| EXERCISE OBJECTIVE |
Your task is to copy each line in the listing that includes the word "leaf".

| THE INPUT |
====
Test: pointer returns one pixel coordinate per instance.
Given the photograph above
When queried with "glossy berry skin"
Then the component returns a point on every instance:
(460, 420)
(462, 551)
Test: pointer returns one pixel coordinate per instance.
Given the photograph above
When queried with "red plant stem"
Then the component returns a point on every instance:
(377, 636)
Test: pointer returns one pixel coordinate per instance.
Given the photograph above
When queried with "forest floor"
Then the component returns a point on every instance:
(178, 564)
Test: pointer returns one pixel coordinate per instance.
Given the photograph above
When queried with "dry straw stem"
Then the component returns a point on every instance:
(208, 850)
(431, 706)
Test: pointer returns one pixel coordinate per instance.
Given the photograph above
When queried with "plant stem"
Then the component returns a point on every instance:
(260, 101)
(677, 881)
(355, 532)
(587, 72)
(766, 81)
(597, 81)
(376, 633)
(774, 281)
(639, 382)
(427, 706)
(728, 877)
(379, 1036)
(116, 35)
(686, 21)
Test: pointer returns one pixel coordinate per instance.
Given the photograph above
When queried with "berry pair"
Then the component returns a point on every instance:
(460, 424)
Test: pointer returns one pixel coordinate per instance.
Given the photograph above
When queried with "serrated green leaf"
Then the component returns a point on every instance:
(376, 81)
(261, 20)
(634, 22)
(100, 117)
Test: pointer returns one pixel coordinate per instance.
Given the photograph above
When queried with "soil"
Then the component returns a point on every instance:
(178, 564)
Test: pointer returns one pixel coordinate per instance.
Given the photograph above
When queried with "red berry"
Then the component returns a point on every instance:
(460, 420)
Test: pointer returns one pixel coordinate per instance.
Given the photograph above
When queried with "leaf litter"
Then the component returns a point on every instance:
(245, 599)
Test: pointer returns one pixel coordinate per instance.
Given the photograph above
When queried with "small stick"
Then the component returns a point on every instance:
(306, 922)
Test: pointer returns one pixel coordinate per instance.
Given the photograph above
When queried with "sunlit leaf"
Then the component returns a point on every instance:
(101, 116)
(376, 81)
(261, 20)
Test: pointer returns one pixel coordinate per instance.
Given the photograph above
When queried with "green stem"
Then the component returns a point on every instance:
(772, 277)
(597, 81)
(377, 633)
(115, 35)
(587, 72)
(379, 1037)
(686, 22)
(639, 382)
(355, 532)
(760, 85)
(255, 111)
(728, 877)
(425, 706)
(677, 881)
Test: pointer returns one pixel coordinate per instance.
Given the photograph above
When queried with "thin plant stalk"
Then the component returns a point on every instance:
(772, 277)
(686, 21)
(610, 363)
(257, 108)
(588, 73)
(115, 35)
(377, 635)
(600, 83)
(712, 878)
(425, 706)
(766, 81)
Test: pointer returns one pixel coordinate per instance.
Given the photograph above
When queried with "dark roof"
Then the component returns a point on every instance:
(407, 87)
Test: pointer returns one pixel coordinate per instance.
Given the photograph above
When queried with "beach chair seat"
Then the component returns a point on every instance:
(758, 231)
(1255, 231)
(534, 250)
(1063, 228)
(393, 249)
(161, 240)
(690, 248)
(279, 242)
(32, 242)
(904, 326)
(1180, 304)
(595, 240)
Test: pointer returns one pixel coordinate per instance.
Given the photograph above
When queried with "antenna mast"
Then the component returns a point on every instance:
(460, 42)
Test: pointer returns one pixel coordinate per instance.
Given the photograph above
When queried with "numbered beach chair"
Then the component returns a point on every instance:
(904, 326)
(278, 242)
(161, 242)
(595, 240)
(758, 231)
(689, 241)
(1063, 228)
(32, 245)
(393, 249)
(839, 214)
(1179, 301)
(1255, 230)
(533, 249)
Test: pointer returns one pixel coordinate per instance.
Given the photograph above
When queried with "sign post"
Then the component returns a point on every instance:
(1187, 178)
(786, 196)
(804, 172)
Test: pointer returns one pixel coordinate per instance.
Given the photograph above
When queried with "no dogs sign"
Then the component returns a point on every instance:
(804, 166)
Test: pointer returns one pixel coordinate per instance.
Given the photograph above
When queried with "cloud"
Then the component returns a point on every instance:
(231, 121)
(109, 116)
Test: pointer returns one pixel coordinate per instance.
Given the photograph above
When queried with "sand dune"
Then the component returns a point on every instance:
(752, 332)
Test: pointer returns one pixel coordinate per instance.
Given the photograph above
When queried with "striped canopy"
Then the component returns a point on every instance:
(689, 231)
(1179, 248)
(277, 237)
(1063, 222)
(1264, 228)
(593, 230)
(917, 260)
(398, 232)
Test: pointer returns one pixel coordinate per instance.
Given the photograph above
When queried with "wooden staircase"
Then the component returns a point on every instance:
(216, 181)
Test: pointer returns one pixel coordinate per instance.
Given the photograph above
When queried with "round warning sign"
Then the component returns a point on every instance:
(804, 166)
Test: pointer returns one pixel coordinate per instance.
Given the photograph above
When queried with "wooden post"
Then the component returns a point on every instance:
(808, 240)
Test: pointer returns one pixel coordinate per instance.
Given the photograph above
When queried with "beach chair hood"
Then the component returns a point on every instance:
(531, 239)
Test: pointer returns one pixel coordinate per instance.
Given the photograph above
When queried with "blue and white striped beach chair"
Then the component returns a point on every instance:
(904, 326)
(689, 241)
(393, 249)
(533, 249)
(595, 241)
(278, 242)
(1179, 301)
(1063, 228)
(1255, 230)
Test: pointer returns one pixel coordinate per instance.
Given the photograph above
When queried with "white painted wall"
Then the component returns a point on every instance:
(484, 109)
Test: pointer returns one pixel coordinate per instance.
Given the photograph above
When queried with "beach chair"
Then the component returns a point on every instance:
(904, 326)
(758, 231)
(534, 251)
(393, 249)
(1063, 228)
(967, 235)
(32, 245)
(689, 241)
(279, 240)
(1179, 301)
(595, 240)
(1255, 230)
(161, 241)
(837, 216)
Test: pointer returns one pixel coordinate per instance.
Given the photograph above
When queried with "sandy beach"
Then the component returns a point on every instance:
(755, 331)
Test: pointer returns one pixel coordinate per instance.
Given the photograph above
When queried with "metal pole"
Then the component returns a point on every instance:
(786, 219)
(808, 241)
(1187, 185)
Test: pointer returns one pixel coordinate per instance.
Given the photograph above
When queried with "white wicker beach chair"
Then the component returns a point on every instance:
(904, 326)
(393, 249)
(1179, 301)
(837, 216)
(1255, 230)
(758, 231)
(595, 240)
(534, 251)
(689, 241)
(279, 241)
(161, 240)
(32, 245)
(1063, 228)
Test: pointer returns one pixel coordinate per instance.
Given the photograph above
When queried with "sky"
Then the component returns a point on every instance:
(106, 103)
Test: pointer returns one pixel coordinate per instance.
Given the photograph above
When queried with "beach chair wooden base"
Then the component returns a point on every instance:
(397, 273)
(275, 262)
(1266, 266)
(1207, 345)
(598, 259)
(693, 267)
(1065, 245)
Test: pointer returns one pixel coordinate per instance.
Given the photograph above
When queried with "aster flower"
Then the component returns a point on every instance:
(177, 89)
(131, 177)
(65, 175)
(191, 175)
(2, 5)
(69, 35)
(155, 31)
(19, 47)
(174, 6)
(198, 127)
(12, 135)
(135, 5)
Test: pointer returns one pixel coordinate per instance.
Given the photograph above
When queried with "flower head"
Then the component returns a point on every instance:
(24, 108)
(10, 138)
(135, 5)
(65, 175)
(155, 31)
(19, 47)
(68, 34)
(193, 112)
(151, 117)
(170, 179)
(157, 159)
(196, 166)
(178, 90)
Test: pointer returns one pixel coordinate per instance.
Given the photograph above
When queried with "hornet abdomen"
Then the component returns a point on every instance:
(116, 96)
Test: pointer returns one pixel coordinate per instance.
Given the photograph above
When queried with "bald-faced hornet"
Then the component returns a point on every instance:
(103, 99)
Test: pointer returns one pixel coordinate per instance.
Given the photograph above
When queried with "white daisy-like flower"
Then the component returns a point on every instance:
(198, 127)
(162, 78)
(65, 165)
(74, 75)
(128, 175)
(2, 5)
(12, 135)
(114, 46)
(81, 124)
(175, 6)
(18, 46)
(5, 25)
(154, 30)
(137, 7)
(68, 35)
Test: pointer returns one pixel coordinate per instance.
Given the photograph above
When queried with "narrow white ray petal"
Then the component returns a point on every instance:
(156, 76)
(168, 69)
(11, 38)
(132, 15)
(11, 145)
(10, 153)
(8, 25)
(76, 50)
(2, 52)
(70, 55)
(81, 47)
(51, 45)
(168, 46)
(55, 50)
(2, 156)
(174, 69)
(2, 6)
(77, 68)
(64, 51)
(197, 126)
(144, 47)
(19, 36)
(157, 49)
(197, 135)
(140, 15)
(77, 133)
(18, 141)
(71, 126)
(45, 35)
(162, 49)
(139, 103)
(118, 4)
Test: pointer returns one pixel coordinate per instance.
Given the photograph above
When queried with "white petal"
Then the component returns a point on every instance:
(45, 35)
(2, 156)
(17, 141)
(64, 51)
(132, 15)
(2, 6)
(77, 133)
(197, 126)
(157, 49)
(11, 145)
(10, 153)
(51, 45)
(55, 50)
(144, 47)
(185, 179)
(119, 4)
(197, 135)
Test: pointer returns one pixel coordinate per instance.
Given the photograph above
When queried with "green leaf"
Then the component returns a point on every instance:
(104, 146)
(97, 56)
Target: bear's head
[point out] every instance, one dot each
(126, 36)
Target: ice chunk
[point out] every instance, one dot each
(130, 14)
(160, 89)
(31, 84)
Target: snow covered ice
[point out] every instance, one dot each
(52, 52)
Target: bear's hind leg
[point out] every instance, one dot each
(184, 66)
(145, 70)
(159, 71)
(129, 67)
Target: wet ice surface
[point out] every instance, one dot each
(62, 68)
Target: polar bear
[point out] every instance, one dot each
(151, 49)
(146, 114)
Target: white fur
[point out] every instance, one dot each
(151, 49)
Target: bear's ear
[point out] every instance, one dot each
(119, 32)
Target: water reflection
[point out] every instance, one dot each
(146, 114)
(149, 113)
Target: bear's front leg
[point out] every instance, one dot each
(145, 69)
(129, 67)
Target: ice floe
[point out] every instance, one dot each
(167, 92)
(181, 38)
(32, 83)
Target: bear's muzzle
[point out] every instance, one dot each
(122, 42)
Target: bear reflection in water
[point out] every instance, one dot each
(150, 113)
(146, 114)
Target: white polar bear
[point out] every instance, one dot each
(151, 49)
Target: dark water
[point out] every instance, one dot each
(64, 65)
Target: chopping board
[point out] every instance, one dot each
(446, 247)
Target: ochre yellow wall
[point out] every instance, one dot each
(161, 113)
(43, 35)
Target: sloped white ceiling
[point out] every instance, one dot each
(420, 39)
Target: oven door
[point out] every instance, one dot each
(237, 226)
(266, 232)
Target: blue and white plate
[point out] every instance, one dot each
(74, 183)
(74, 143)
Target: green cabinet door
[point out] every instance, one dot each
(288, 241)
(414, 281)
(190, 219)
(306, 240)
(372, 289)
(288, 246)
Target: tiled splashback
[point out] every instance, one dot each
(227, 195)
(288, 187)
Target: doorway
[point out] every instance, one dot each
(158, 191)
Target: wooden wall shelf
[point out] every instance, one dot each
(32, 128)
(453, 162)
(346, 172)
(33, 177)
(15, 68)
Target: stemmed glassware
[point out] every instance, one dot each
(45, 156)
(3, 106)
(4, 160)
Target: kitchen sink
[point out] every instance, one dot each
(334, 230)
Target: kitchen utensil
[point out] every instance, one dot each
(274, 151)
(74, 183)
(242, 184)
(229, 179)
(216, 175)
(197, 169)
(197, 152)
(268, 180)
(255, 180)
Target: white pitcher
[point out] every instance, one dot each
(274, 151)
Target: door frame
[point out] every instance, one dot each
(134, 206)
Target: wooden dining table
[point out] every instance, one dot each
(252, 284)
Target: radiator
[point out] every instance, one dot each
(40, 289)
====
| RESPONSE TO THIS EXERCISE |
When queried with "serrated green leaf"
When queried with "leaf litter"
When queried with "sunlit leaf"
When queried with "green leaf"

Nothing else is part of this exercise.